(Selected passage):
--------------------------------

Virtual screening tools have the potential to accelerate the discovery of anti-cancer drugs

Protein Engineering team at International Clinical Research Center of St. Anne’s University Hospital Brno (FNUSA-ICRC) and Faculty of Science of Masaryk University has focused on the potential of web-based screening tools in accelerating the discovery of cancer-treating drugs based on microbial products. Protein Engineering team have presented a review of web screening tools, such as molecular databases, and provided a step-by-step description of how to use them. “Our goal is to increase awareness of available virtual screening tools within the medical and scientific community, particularly among those working in experimental and clinical oncology,” explained head of the team Jiří Damborský. There are multiple methods and the use of each depends on the available information we have about the microbial products and the molecules being targeted.

--------------------------------

(Provided records):
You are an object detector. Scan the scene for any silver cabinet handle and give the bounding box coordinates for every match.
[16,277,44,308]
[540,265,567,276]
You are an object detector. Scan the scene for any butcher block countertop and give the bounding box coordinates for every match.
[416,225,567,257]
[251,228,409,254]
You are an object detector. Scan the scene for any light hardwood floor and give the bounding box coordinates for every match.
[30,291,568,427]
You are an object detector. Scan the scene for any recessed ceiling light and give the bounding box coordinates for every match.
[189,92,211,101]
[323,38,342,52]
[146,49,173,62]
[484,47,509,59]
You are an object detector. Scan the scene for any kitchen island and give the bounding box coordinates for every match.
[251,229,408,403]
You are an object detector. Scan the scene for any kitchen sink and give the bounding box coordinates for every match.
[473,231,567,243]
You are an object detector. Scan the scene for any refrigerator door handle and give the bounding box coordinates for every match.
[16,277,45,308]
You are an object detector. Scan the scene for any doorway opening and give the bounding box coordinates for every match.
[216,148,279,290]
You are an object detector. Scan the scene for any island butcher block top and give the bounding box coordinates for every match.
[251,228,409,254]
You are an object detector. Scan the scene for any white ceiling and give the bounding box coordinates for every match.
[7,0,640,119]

--------------------------------

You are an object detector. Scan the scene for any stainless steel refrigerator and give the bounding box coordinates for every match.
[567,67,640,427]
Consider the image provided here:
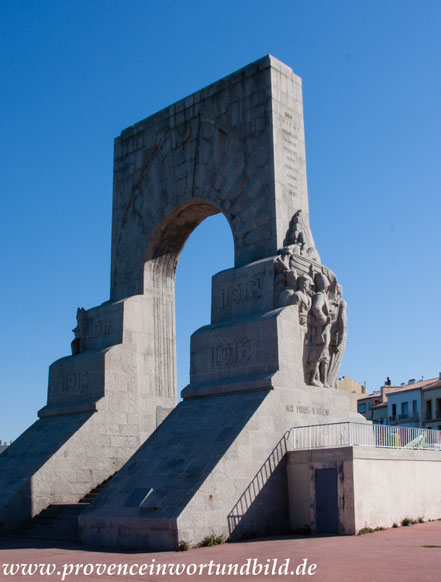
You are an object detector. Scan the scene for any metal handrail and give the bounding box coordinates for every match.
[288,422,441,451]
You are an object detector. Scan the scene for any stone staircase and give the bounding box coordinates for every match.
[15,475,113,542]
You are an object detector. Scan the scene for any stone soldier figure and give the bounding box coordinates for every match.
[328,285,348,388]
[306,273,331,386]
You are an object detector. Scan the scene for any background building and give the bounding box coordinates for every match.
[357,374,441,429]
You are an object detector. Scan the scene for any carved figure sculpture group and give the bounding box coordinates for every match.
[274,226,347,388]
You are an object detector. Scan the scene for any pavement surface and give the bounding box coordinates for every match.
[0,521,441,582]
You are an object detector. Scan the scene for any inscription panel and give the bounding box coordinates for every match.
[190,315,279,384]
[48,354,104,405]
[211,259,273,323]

--------------------------------

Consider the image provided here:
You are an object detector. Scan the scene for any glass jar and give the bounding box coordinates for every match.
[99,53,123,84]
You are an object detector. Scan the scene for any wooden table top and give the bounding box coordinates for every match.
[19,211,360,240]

--------------------------------

(Required action 1):
In the virtual screening article:
(a) What two institutions does the Protein Engineering team belong to?
(b) Who heads the team?
(c) What does the use of each method depend on?
(Required action 2): According to the virtual screening article, why did the team present its review of web screening tools?
(Required action 3):
Does each statement agree with the virtual screening article? Answer yes or no, and quote the deciding words.
(a) The review explains step by step how to use the tools.
(b) The team focused on drugs based on synthetic chemicals.
(c) One method suits every case.

(Exercise answer 1):
(a) The International Clinical Research Center of St. Anne’s University Hospital Brno (FNUSA-ICRC) and the Faculty of Science of Masaryk University.
(b) Jiří Damborský.
(c) The available information about the microbial products and the molecules being targeted.

(Exercise answer 2): The team's goal was to increase awareness of available virtual screening tools within the medical and scientific community. It particularly wanted to reach people working in experimental and clinical oncology.

(Exercise answer 3):
(a) Yes: "provided a step-by-step description of how to use them"
(b) No: "cancer-treating drugs based on microbial products"
(c) No: "There are multiple methods and the use of each depends on the available information"